# [ati-drivers & xorg-server] files collisions

## bouyafa

Bonjour, 

J'ai souhaité mettre à jour ma Gentoo, et je rencontre un soucis avec le driver ati (proprio) et xorg. Du moins je pense. J'étais en xorg-server version stable après avoir fini mes mises à jour, mais j'avais perdu le DRI. Après plusieurs recherches infructieuses, j'ai démaské xorg et sa bande, et installé le tout. Seulement depuis rien ne va mieux :] Et c'est peut être pour ça que javais un soucis avec la version stable.

Je m'explique plus clairement. 

Lorsque je souhaite installer les derniers ati-drivers, réclamés par xorg-server  ~x86, l'installation de ceux là plante : 

 *Quote:*   

> >>> Installing x11-drivers/ati-drivers-8.561
> 
>  * checking 125 files for package collisions
> 
>  * This package will overwrite one or more files that may belong to other
> ...

 

J'ai donc essayé de les désinstaller avant de les update, et là resurprise : 

 *Quote:*   

> $ sudo emerge -C ati-drivers
> 
> WARNING: One or more repositories have missing repo_name entries:
> 
>         /usr/local/portage/profiles/repo_name
> ...

..............................

PROBLÈME COURT 1
Traduisez en anglais cette phrase du fil de discussion sur ati-drivers et xorg-server : « J'étais en xorg-server version stable après avoir fini mes mises à jour, mais j'avais perdu le DRI. »
PROBLÈME COURT 2
D'après le fil de discussion sur ati-drivers et xorg-server, quelle version de x11-drivers/ati-drivers était en cours d'installation ?
PROBLÈME COURT 3
Poursuivez le fil de discussion sur ati-drivers et xorg-server à partir de sa dernière phrase.

..............................

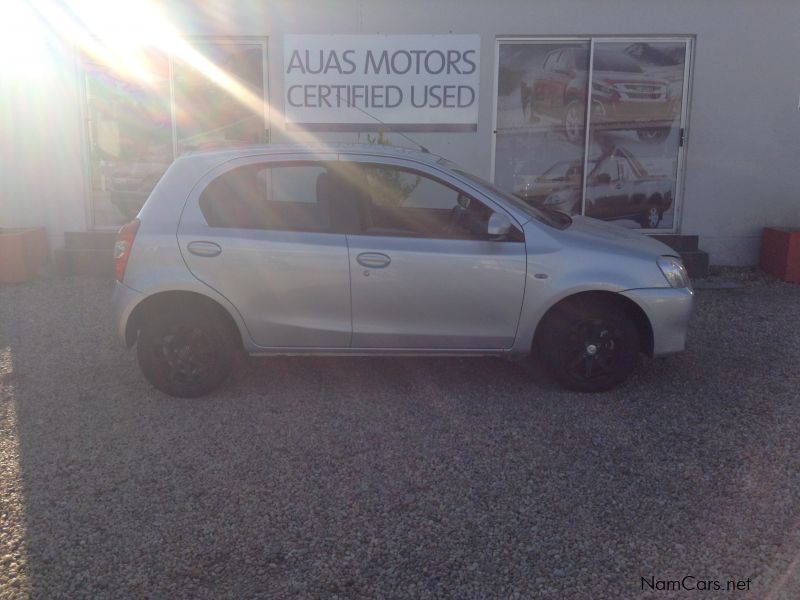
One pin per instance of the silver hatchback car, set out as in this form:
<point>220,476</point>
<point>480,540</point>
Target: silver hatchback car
<point>354,250</point>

..............................

RÉSULTAT ATTENDU 1
I was on the stable version of xorg-server after finishing my updates, but I had lost DRI.

RÉSULTAT ATTENDU 2
La version 8.561.

RÉSULTAT ATTENDU 3
 

Donc je ne saisi pas l'erreur retournée, je pensais qu'une déinstallation aurait suffit. 

Alors soit je suis en xorg-stable, et je perd le DRI : 

 *Quote:*   

> (EE) AIGLX error: dlsym for __driCreateNewScreen_20050727 failed (/usr/lib/dri/fglrx_dri.so: undefined symbol: __driCreateNewScreen_20050727)
> 
> (EE) AIGLX: reverting to software rendering
> 
> (EE) AIGLX: Screen 0 is not DRI capable
> ...

 

(Notez que dans ce cas là mon login manager demarre mais aucun bureaux)

Ou soit je demaske xorg-server, et comme noté ci dessus, c'est encore plus le caca. 

En attente d'avis éclairés ...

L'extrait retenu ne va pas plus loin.